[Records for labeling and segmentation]
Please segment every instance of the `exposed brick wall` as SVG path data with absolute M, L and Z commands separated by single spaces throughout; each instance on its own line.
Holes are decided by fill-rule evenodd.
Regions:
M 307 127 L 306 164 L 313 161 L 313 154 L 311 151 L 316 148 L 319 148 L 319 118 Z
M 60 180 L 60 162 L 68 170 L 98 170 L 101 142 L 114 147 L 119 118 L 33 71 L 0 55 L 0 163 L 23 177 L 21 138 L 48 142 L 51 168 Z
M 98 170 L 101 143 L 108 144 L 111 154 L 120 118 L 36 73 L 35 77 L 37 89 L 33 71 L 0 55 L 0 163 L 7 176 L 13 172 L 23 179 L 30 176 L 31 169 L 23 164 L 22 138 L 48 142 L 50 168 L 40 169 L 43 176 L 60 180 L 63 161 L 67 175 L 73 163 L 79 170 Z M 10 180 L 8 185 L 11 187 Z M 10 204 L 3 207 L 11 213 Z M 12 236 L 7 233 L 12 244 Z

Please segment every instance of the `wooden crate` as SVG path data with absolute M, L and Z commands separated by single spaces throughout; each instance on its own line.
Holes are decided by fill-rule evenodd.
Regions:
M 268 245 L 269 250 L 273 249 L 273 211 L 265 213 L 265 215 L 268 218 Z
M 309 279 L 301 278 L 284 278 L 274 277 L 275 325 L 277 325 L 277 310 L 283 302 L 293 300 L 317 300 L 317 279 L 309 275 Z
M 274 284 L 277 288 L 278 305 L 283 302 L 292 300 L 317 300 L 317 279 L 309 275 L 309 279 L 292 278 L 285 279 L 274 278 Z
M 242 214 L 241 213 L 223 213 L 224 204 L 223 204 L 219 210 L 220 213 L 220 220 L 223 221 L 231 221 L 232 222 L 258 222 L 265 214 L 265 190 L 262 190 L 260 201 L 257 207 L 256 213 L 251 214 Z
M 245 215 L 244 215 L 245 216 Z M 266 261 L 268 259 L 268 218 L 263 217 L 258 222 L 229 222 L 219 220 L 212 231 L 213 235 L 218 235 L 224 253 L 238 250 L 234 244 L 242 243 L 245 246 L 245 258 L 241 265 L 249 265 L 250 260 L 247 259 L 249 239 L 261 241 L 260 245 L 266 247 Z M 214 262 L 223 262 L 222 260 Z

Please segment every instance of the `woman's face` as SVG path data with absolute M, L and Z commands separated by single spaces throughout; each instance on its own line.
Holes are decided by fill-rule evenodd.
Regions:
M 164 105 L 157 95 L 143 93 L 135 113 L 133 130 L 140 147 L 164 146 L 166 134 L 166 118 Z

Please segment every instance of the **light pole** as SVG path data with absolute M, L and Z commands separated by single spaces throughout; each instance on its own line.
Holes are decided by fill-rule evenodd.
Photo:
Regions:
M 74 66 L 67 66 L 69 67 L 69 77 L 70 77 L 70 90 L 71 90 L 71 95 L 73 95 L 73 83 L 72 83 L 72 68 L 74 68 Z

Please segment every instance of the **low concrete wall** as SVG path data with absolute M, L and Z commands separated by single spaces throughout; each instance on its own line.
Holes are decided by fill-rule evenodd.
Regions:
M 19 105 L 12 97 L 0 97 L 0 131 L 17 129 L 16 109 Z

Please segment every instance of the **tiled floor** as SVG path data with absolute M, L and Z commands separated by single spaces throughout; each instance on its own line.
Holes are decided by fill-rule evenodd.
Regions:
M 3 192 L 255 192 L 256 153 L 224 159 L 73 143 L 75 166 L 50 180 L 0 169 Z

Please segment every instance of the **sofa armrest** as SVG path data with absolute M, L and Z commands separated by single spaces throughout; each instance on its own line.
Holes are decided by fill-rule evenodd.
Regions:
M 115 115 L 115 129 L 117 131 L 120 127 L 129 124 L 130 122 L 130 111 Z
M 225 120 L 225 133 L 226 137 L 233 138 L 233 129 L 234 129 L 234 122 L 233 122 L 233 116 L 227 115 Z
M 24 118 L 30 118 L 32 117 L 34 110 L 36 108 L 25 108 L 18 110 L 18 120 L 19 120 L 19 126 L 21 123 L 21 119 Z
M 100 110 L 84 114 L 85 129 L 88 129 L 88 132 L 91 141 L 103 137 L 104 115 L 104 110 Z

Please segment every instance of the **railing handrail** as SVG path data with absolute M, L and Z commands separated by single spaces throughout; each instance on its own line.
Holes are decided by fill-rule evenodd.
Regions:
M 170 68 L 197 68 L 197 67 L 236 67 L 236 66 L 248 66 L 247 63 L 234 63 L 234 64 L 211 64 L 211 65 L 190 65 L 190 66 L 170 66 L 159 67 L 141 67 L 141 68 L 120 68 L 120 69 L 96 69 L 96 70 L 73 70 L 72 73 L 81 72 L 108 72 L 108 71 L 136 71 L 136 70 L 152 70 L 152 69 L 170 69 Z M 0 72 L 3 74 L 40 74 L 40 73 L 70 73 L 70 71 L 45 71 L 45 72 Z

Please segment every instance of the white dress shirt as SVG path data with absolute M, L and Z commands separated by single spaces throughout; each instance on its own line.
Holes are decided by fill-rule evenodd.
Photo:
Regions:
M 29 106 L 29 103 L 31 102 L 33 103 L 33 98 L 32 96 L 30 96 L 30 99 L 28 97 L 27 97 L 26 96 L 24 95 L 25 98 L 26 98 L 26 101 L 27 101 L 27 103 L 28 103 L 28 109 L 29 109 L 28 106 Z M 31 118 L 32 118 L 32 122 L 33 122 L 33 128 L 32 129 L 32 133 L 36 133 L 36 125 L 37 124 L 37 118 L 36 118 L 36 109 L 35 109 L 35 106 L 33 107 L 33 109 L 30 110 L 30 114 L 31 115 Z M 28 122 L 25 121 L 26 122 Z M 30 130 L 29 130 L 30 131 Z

● **TASK DETAILS**:
Print all of the data above again, line for line, without changing anything.

● **RIGHT ANSWER**:
Please segment every instance of the `exposed brick wall` as SVG path data with absolute M, L and Z commands separated by single spaces throughout; each instance on its own line.
Holes are decided by fill-rule evenodd.
Regions:
M 307 127 L 306 164 L 313 161 L 313 154 L 311 151 L 316 148 L 319 148 L 319 118 Z
M 60 180 L 60 162 L 68 170 L 98 170 L 101 142 L 114 147 L 119 118 L 33 71 L 0 55 L 0 163 L 23 177 L 21 138 L 48 142 L 51 168 Z
M 98 170 L 101 143 L 108 144 L 111 154 L 120 118 L 36 73 L 35 77 L 37 89 L 33 71 L 0 55 L 0 163 L 7 176 L 13 172 L 23 179 L 30 176 L 31 169 L 23 164 L 22 138 L 48 142 L 50 168 L 40 169 L 43 176 L 60 180 L 63 161 L 67 175 L 73 163 L 79 170 Z M 10 180 L 8 185 L 11 187 Z M 10 204 L 3 207 L 11 213 Z M 12 236 L 7 233 L 12 244 Z

Please segment every instance of the `wooden crate` as SVG path data with absolute M, L and Z commands separated by single spaces throughout; each instance on its own line.
Holes are decided by fill-rule evenodd.
Regions:
M 268 245 L 269 250 L 273 249 L 273 211 L 265 213 L 265 215 L 268 218 Z
M 309 279 L 301 278 L 284 278 L 274 277 L 275 325 L 277 325 L 277 310 L 283 302 L 293 300 L 317 300 L 317 279 L 309 275 Z
M 274 284 L 277 288 L 278 305 L 283 302 L 292 300 L 317 300 L 317 279 L 309 275 L 309 279 L 292 278 L 285 279 L 274 278 Z
M 242 214 L 241 213 L 223 213 L 224 204 L 223 204 L 219 210 L 220 213 L 220 220 L 223 221 L 231 221 L 232 222 L 258 222 L 265 214 L 265 190 L 262 190 L 260 201 L 257 207 L 256 213 L 251 214 Z
M 245 215 L 244 215 L 245 216 Z M 266 261 L 268 259 L 268 218 L 263 217 L 258 222 L 229 222 L 219 220 L 212 231 L 213 235 L 218 235 L 224 253 L 238 250 L 234 244 L 242 243 L 245 246 L 245 258 L 241 265 L 249 265 L 250 260 L 247 259 L 249 239 L 261 241 L 260 245 L 266 247 Z M 214 262 L 223 262 L 222 260 Z

Please segment every instance of the `woman's face` as SVG path data with absolute M, L and Z commands separated by single spaces throughout; each instance on its own line.
Holes are decided by fill-rule evenodd.
Regions:
M 164 105 L 157 95 L 143 93 L 135 113 L 133 130 L 140 147 L 164 146 L 166 134 L 166 118 Z

Please segment every instance of the **light pole** as SVG path data with absolute M, L and Z commands separated by single spaces throughout; each instance on its own line.
Holes are decided by fill-rule evenodd.
Photo:
Regions:
M 74 66 L 67 66 L 69 67 L 69 77 L 70 77 L 70 90 L 71 90 L 71 95 L 73 95 L 73 83 L 72 83 L 72 68 L 74 68 Z

Please segment every instance of the **low concrete wall** as SVG path data with absolute M, L and Z commands separated by single spaces throughout; each instance on its own line.
Holes are decided by fill-rule evenodd.
Regions:
M 19 105 L 12 97 L 0 97 L 0 131 L 17 129 L 16 109 Z

Please segment every instance of the **tiled floor** as SVG path data with absolute M, L and Z commands separated by single spaces throughout; each instance on its own line.
Holes are decided by fill-rule evenodd.
Regions:
M 3 192 L 255 192 L 256 153 L 224 159 L 73 143 L 75 166 L 50 180 L 0 169 Z

Please segment every instance of the **sofa armrest** as SVG path data with absolute M, L and Z commands separated by single spaces throughout; each instance on its own line.
Holes are decided by fill-rule evenodd.
Regions:
M 115 115 L 115 129 L 117 131 L 120 127 L 129 124 L 130 122 L 130 111 Z
M 225 120 L 225 133 L 226 137 L 233 138 L 233 129 L 234 129 L 234 122 L 233 122 L 233 116 L 227 115 Z
M 24 118 L 30 118 L 32 117 L 34 110 L 36 108 L 25 108 L 18 110 L 18 120 L 19 120 L 19 126 L 21 123 L 21 119 Z
M 100 110 L 84 114 L 85 129 L 88 129 L 88 132 L 91 141 L 103 137 L 104 115 L 104 110 Z

Please segment every instance of the **railing handrail** as SVG path data with absolute M, L and Z commands separated by single spaces throughout; each instance on its own line.
Holes are decided by fill-rule evenodd.
Regions:
M 170 68 L 197 68 L 197 67 L 236 67 L 236 66 L 248 66 L 247 63 L 234 63 L 234 64 L 211 64 L 211 65 L 190 65 L 190 66 L 170 66 L 159 67 L 141 67 L 141 68 L 120 68 L 120 69 L 96 69 L 96 70 L 73 70 L 72 73 L 81 72 L 108 72 L 108 71 L 136 71 L 136 70 L 152 70 L 152 69 L 170 69 Z M 0 72 L 3 74 L 40 74 L 40 73 L 70 73 L 70 71 L 45 71 L 45 72 Z

Please segment every instance of the white dress shirt as SVG path data with absolute M, L and Z commands separated by single spaces throughout; each instance on its own line.
Holes are decided by fill-rule evenodd.
Photo:
Regions:
M 29 106 L 29 103 L 31 102 L 33 103 L 33 98 L 32 96 L 30 96 L 30 99 L 28 97 L 27 97 L 26 96 L 24 95 L 25 98 L 26 98 L 26 101 L 27 101 L 27 103 L 28 103 L 28 109 L 29 109 L 28 106 Z M 31 118 L 32 118 L 32 122 L 33 122 L 33 128 L 32 129 L 32 133 L 36 133 L 36 125 L 37 124 L 37 118 L 36 118 L 36 109 L 35 109 L 35 106 L 33 107 L 33 109 L 30 110 L 30 114 L 31 115 Z M 28 122 L 25 121 L 26 122 Z M 30 130 L 29 130 L 30 131 Z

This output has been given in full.